_Okuma Metni_
Kalender’in aynada yansımasını görmesiyle ürkmesi sonucu oluşan bir kaza yalnızca o uzamda değil dünyanın çok farklı yerlerindeki insanların yaşantısında büyük değişikliklere neden olmuştur. Bu kurmacaya sınıflı toplumsal yapı açısından baktığımızda toplumda oldukça alt bir sınıfı simgeleyen yaşlı sütçü beygirinin bu yapı içerisinde taşıdığı önem vurgulanmakta, toplumsal yapının en alt sınıfındaki bireyin tüm dengeleri bozacak güce sahip olmasına dikkat çekilmektedir. Sütçü Beygiri Kalender’in sınıflı yapıyı alt üst etmesiyle yeryüzündeki her şeyin akla gelmeyecek biçimde birbiriyle ilişkili olduğu gerçeği ortaya konmakta, bu yolla insanın yapay bir biçimde oluşturduğu sınıfsal yapıyla alay etmektedir. Kalender’in ürkmesiyle oluşan kaza İstanbul’da yaşayan Artin Margusyan’ın ihaleye yetişememesine neden olarak Margusyan’ı ciddi bir ekonomik krize sokmuş, diğer yanda Margusan’ın yetişemediği alışveriş, Brezilya üzerinden Almanya’ya kadar uzanan bir ticari

(11)

yakalayarak yoksulluktan kurtulur. Kalender’in başlattığı etkileşim yalnız ticaretle de sınırlı kalmamış, çok önceden bitmiş bir ilişkinin yeniden başlamasını sağlamış, Serap’la Süheyl’i bir araya getirmiştir. Kalender’in sebep olduğu bu gelişmeler sınıflı toplum yapısına bir gönderme olarak Kalender’in bakış açısına gizlenmiş, bütünün bir parçası olan insanın kendi gerçekliğine yabancılaşarak sınıflamalar yapmasına mizahi bir boyut kazandırmıştır.

Nokta yerleştirme satırları:
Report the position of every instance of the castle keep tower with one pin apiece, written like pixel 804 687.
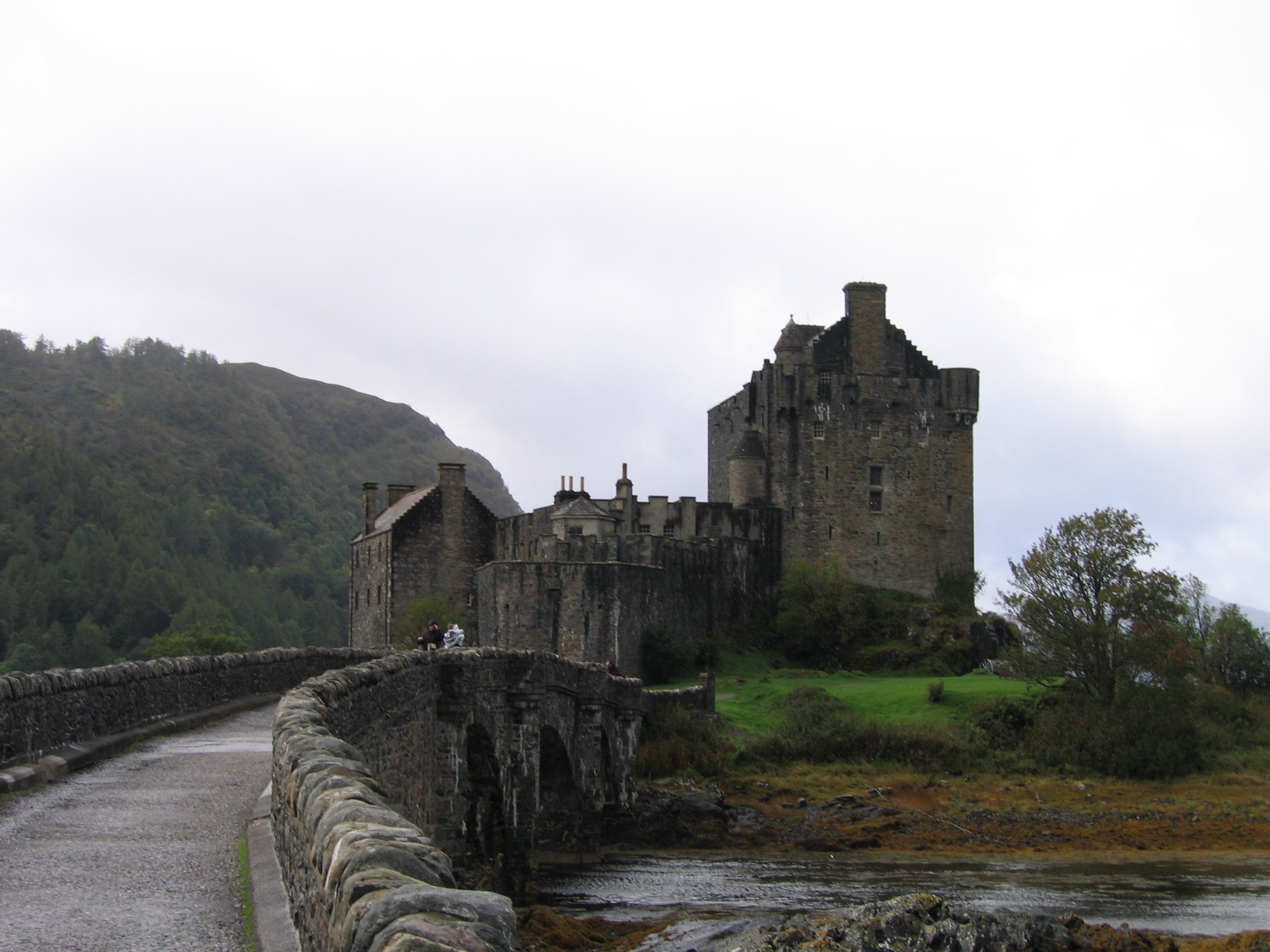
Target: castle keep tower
pixel 864 445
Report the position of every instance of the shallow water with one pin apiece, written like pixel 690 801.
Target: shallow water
pixel 1209 897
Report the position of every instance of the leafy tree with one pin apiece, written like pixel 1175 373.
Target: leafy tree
pixel 200 639
pixel 1236 653
pixel 1228 650
pixel 1086 611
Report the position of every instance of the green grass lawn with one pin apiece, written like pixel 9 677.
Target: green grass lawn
pixel 750 704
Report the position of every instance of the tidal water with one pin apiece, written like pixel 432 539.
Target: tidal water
pixel 1209 897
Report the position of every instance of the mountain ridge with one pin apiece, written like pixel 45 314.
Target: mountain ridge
pixel 145 489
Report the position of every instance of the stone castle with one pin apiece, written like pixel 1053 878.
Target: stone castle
pixel 851 446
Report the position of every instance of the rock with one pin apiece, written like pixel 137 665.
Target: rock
pixel 925 923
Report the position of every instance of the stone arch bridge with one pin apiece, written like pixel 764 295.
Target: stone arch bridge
pixel 502 757
pixel 408 788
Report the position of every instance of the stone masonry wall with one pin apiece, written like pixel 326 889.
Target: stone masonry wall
pixel 599 611
pixel 869 449
pixel 397 780
pixel 54 709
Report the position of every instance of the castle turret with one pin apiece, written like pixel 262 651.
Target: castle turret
pixel 747 466
pixel 867 327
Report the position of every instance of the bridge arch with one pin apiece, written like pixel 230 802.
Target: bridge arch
pixel 484 823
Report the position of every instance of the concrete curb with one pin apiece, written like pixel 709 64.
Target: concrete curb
pixel 275 932
pixel 75 757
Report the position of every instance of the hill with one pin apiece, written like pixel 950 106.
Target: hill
pixel 145 489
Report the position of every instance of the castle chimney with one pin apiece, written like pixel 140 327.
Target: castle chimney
pixel 625 493
pixel 370 493
pixel 399 489
pixel 867 327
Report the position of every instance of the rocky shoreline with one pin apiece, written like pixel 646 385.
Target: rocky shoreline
pixel 702 816
pixel 919 922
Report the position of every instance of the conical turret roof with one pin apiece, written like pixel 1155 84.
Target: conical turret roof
pixel 795 337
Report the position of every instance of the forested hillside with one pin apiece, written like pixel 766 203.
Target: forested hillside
pixel 145 490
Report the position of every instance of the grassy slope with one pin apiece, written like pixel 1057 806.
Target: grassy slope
pixel 876 696
pixel 748 689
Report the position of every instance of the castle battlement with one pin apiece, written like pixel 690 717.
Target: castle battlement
pixel 851 446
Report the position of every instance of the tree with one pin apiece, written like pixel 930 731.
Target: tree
pixel 1088 612
pixel 198 639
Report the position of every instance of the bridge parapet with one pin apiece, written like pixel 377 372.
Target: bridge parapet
pixel 51 710
pixel 398 780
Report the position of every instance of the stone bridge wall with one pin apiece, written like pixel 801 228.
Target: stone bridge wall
pixel 397 780
pixel 51 710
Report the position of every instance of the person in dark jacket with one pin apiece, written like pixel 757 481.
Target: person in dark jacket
pixel 430 638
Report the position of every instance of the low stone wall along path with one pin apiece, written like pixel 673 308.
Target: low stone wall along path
pixel 139 852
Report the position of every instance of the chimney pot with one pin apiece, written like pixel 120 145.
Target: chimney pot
pixel 370 498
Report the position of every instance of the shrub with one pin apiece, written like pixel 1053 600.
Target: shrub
pixel 818 728
pixel 825 619
pixel 955 591
pixel 200 639
pixel 676 739
pixel 1005 721
pixel 1147 734
pixel 666 657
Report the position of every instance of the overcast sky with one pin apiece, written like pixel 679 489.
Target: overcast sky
pixel 565 230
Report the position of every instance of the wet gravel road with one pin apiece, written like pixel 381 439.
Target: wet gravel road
pixel 139 852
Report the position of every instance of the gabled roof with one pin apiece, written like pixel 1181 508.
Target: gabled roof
pixel 795 337
pixel 582 508
pixel 384 521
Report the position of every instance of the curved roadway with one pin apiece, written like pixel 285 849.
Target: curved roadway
pixel 139 852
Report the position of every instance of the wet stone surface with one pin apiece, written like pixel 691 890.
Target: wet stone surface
pixel 139 852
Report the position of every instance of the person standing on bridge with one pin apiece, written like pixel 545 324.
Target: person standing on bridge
pixel 454 636
pixel 430 638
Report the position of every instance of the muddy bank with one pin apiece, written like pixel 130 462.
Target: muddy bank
pixel 906 820
pixel 911 923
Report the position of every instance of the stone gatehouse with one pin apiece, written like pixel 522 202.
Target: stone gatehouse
pixel 850 446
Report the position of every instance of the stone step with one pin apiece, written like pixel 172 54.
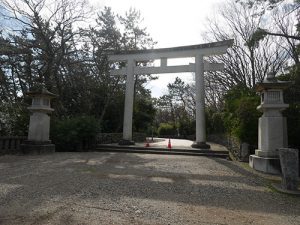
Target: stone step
pixel 165 151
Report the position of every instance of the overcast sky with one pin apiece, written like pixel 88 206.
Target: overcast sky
pixel 171 23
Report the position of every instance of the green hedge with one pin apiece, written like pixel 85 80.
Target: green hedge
pixel 74 134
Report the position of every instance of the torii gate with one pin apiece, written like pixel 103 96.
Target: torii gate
pixel 196 51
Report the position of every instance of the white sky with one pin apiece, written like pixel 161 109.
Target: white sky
pixel 171 23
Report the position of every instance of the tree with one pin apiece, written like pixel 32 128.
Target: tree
pixel 245 63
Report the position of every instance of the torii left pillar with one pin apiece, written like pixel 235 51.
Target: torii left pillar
pixel 128 108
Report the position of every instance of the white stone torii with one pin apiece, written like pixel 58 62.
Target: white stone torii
pixel 196 51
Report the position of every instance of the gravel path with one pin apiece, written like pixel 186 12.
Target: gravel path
pixel 120 188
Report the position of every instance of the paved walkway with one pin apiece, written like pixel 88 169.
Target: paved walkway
pixel 176 144
pixel 140 189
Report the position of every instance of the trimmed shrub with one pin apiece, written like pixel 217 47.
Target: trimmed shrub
pixel 166 129
pixel 74 134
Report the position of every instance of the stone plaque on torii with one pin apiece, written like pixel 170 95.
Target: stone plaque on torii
pixel 193 51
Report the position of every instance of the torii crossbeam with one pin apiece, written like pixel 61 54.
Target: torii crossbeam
pixel 163 54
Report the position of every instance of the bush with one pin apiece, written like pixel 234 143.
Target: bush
pixel 166 129
pixel 241 115
pixel 74 134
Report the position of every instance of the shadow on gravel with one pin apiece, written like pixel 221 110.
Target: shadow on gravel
pixel 82 177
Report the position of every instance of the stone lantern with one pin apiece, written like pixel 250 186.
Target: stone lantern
pixel 272 128
pixel 39 125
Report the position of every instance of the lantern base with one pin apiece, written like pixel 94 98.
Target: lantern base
pixel 37 147
pixel 266 165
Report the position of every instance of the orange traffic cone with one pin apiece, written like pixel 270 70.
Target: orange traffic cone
pixel 147 143
pixel 169 144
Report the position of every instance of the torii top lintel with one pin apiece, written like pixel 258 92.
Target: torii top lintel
pixel 213 48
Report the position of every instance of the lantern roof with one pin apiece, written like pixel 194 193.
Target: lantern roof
pixel 271 82
pixel 40 90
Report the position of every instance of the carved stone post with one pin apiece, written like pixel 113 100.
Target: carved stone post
pixel 38 134
pixel 272 128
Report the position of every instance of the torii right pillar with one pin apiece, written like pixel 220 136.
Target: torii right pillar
pixel 200 104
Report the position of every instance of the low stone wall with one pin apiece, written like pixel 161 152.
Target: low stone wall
pixel 11 144
pixel 109 138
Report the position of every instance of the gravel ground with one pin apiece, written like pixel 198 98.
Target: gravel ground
pixel 120 188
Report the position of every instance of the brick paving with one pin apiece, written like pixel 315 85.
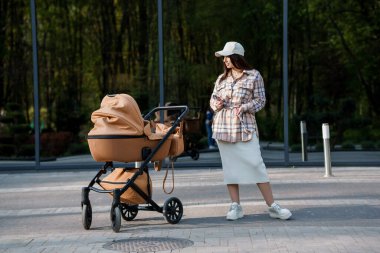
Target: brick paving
pixel 337 214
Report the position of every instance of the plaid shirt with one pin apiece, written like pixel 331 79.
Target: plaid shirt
pixel 248 93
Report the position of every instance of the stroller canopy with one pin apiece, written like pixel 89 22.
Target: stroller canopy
pixel 118 115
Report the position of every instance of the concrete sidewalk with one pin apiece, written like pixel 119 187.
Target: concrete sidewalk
pixel 336 214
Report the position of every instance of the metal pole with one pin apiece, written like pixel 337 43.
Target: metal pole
pixel 35 82
pixel 303 140
pixel 160 56
pixel 285 81
pixel 326 148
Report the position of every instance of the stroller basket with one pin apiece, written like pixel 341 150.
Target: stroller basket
pixel 121 134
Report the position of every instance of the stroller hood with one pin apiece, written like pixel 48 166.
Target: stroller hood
pixel 118 115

_Görevler_
• 1. Okuma metninde adı geçen bütün yer adlarını sıralayın.
• 2. Okuma metnine göre Kalender'in başlattığı etkileşim hangi iki kişiyi bir araya getirmiştir?

_Görevlere Yanıtlar_
• 1. İstanbul, Brezilya, Almanya

• 2. Serap'la Süheyl'i bir araya getirmiştir.